Das Vorbild baut den Vorsprung aus
Rapid spielt heute Abend so wie der FC Basel 1893 um den Einzug in die Champions League Gruppenphase. In Basel hat Rapid nicht nur einmal die eigene Zukunftsvision gesehen, finanziell wie strukturell. Die Chancen, die Lücke zum Schweizer Serienmeister zu
Wenn es um die Entwicklungsziele österreichischen Fußballteams geht, dreht sich die Diskussion meist recht schnell vor allem um den FC Basel 1893. Der Schweizer Serienmeister hat nämlich das institutionalisiert, was früher Rosenborg Trondheim und zwischendurch auch dem FC Kopenhagen gelang. Und was Rapid, Austria und Salzburg so gerne schaffen würden: Über die Tristesse einer kleinen, finanzschwachen Liga hinauswachsen und den Anschluss an die europäische Spitze zu finden.

Extrahierte Angaben >>
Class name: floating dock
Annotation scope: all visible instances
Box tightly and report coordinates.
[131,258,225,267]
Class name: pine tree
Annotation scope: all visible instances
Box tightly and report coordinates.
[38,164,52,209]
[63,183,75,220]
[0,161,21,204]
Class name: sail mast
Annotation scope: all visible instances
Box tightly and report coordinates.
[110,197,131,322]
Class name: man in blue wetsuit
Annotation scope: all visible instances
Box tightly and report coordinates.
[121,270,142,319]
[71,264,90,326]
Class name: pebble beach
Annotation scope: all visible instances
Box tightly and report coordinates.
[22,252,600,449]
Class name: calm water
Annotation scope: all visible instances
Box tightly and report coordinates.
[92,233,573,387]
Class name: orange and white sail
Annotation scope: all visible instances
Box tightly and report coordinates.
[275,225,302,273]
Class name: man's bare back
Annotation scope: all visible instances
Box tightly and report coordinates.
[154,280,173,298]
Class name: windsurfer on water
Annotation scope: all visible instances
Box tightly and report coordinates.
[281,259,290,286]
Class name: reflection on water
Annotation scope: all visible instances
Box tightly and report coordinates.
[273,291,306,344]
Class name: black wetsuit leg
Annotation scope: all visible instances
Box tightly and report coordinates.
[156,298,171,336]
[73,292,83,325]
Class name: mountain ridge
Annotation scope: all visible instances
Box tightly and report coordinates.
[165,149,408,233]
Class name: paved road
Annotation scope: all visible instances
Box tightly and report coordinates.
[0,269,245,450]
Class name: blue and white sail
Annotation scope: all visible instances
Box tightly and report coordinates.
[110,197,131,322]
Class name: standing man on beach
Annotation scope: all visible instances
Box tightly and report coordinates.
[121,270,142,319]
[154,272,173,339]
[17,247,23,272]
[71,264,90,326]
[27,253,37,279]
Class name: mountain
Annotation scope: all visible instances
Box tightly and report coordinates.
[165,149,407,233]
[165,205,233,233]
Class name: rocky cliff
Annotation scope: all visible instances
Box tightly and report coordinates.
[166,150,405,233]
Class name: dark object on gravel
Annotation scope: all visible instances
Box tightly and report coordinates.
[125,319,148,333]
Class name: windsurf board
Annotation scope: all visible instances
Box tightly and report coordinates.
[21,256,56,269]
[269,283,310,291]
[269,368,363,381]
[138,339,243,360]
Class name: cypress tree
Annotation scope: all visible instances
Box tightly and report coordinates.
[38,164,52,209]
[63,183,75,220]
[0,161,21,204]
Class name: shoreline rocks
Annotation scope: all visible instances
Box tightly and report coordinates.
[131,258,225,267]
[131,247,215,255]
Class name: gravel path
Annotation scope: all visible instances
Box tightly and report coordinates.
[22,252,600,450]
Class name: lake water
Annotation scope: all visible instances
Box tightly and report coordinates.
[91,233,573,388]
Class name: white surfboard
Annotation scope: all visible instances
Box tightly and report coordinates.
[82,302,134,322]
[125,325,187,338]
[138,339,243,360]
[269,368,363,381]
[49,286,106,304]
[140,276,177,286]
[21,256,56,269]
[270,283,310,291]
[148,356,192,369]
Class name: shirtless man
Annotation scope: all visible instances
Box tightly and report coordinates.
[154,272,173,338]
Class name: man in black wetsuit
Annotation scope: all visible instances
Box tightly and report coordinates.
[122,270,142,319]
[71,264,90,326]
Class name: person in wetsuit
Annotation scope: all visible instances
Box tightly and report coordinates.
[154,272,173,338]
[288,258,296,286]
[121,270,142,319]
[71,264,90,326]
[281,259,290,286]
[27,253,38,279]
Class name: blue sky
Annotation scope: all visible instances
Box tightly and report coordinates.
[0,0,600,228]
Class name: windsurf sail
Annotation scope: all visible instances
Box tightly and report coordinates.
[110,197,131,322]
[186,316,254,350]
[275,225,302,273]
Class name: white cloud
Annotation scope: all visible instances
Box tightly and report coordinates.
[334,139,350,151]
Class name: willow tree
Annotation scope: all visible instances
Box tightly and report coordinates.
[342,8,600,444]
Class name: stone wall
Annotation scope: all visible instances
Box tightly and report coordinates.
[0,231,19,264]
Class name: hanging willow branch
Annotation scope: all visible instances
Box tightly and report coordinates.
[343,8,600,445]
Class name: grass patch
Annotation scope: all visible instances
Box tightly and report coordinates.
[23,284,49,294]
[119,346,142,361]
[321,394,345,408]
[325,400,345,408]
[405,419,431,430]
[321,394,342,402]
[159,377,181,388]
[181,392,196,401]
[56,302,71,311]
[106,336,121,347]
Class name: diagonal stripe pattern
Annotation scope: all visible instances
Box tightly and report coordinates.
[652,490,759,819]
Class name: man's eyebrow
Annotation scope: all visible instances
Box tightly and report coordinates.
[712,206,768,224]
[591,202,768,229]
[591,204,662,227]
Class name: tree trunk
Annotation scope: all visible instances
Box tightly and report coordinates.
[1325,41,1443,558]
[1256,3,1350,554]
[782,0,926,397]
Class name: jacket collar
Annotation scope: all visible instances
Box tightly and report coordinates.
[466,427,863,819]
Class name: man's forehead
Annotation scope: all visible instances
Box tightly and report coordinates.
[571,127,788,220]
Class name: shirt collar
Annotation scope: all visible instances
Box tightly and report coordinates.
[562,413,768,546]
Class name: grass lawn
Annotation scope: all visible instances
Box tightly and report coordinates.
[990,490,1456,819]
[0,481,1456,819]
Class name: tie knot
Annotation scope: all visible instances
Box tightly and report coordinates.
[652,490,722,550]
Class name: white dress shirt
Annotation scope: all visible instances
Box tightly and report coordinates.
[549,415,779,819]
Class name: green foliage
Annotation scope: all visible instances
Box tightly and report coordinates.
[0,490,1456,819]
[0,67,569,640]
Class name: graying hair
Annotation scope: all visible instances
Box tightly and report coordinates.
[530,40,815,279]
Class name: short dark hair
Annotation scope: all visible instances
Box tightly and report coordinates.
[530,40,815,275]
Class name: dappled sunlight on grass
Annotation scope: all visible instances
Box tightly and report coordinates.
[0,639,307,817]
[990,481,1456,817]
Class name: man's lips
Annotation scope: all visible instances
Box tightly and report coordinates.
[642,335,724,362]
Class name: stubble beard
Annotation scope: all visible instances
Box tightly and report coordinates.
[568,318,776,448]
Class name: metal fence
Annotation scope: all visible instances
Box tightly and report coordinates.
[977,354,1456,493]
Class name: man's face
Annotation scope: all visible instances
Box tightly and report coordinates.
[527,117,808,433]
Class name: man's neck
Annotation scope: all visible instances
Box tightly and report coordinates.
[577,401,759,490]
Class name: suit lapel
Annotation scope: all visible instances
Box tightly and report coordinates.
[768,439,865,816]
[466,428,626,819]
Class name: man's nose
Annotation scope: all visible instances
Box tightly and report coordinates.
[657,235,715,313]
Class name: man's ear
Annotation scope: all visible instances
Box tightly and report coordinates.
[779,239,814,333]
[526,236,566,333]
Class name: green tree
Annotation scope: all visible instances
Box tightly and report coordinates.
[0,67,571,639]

Schriftliche Aufgabe >> Welchen Vereinen gelang laut dem Textauszug über Rapid und den FC Basel früher, was der Schweizer Serienmeister inzwischen institutionalisiert hat? Die Auflistung steht in keinem Zusammenhang mit dem Textauszug.

Antwort zur Aufgabe >> Rosenborg Trondheim und zwischendurch auch dem FC Kopenhagen.